====== Data to use ======

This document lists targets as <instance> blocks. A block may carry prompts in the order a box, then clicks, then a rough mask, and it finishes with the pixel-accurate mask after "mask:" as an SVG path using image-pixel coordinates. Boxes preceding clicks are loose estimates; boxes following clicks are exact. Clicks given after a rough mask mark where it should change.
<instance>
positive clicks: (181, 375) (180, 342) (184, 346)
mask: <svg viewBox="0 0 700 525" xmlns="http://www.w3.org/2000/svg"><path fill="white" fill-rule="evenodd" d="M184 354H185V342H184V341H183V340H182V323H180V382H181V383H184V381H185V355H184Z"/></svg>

======
====== Data to use ======

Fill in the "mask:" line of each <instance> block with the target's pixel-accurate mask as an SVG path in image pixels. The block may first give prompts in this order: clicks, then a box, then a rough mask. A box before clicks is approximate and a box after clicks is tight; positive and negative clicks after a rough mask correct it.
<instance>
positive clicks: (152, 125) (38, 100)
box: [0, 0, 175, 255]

======

# [Goal of the exercise]
Tally the lines of the data above that contain the string "positive", treating uppercase and lowercase as different. Reply with the number alone.

# [Reply to the exercise]
3